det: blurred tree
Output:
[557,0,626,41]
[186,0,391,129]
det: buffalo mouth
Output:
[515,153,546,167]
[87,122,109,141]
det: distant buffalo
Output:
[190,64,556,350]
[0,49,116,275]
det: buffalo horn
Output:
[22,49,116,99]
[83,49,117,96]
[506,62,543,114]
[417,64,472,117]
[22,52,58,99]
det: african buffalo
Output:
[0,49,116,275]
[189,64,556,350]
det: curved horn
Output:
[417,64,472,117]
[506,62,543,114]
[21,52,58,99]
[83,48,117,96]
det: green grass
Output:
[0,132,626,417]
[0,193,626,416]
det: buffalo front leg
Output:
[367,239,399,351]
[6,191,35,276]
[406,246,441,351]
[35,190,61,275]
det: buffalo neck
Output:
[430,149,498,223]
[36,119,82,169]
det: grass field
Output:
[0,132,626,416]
...
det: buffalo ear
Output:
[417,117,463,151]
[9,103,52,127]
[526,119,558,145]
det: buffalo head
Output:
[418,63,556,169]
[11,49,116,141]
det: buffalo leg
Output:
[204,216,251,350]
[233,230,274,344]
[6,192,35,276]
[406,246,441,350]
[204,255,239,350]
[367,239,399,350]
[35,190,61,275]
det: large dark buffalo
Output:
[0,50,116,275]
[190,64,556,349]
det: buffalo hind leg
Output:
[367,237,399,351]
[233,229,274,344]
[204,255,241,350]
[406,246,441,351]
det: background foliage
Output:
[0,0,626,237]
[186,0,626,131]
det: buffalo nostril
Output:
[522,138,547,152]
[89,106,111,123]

Task description => Collect every line from the entries above that contains the word "buffalo", and copy each one unchanged.

Solution to the exercise =>
det: buffalo mouth
det: distant buffalo
det: buffalo horn
det: african buffalo
det: buffalo front leg
det: buffalo neck
det: buffalo ear
det: buffalo head
det: buffalo leg
det: large dark buffalo
det: buffalo hind leg
det: buffalo nostril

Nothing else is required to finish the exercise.